CONSIGNE: Recopiez mot pour mot, s'il vous plaît, le passage du texte sur les cartes postales qui commence par les mots contenant « D'abord la carte » et se termine par « cette symétrie ? ».

TEXTE FOURNI:

------

Si, pendant ces journées de colloque les questions du point de vue, de la neutralité photographique furent abordées par des angles allant de la communication politique à la sensibilité artistique je suis pour ma part intervenu sur la représentation du chantier dans les cartes postales de la plus belle ville du Monde. Chantier... relativement absent, relativement évité et ne surgissant qu'au hasard heureux des cadrages aériens, dans des détails minuscules.
Mais voici deux éditions de cartes postales qui, par leur format ou leur cadrage permettent aussi de montrer que parfois cette production offre des spécificités étonnantes.
D'abord la carte postale panoramique :
Cette carte postale du marché est bien ainsi extrêmement longue... Et quelle image !
Le photographe des éditions Berjaud place presque exactement le marché au centre de son image, dans une symétrie un peu abâtardie. On peut d'ailleurs s'interroger sur ce manque de précision, sur ce désir de symétrie un peu contrariée qui avait pourtant tous les atouts pour être parfaite : deux arbustes, réalité du placement urbain du marché au bout du boulevard Briand, dessin du terre-plein, mobilier urbain formant un cadre et même un panneau de sens interdit qui pourrait faire une mire de visée parfaite ! Alors pourquoi le photographe a-t-il décalé si légèrement ce cadrage pour rompre cette symétrie ?

------

DONNÉES BRUTES:
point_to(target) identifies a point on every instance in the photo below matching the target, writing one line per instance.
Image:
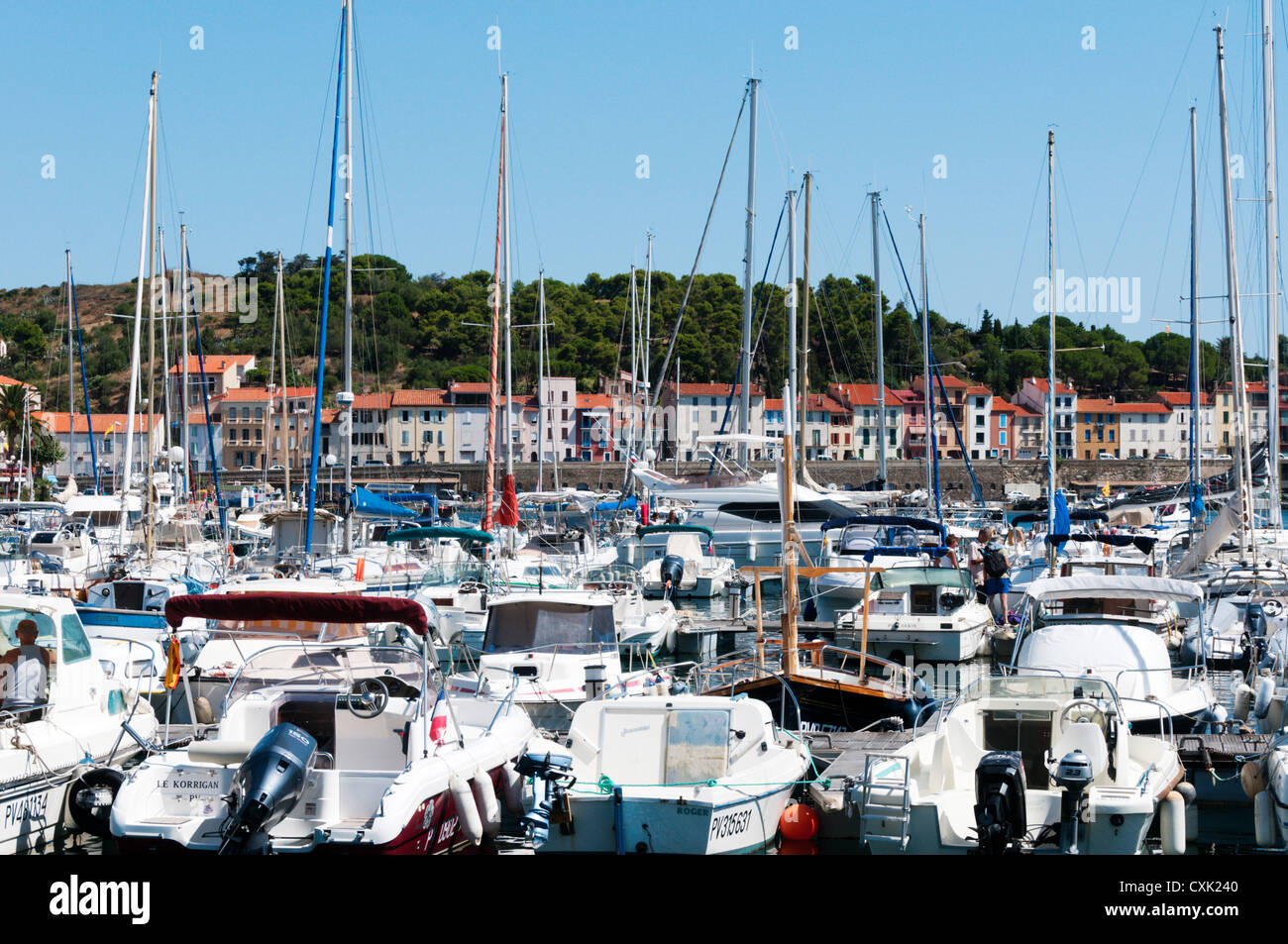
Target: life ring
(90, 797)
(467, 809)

------

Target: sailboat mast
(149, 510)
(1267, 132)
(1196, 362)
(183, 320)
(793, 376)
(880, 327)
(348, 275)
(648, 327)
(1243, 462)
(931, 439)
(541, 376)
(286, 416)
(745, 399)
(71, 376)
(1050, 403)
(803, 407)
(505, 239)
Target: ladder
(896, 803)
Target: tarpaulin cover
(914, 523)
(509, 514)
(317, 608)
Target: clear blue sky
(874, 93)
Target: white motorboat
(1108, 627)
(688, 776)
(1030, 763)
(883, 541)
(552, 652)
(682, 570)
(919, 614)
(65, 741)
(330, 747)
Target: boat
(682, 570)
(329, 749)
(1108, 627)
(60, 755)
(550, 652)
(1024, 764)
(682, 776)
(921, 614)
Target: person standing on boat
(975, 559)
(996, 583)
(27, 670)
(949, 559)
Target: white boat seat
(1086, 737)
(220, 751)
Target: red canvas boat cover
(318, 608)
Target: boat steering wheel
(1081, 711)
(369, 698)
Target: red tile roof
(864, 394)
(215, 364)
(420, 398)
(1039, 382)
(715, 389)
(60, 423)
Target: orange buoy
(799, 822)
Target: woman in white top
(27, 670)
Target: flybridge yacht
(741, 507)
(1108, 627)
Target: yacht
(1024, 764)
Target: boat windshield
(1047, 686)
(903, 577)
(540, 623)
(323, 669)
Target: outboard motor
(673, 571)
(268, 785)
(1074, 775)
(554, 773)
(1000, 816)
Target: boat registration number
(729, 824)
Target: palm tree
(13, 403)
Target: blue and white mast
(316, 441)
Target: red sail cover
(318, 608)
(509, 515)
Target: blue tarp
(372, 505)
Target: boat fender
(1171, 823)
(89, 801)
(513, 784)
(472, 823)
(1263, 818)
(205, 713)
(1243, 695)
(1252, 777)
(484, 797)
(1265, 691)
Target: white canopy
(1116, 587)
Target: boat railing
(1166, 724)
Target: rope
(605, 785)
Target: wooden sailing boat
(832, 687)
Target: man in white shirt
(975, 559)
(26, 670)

------

RÉSULTAT OBTENU:
D'abord la carte postale panoramique :
Cette carte postale du marché est bien ainsi extrêmement longue... Et quelle image !
Le photographe des éditions Berjaud place presque exactement le marché au centre de son image, dans une symétrie un peu abâtardie. On peut d'ailleurs s'interroger sur ce manque de précision, sur ce désir de symétrie un peu contrariée qui avait pourtant tous les atouts pour être parfaite : deux arbustes, réalité du placement urbain du marché au bout du boulevard Briand, dessin du terre-plein, mobilier urbain formant un cadre et même un panneau de sens interdit qui pourrait faire une mire de visée parfaite ! Alors pourquoi le photographe a-t-il décalé si légèrement ce cadrage pour rompre cette symétrie ?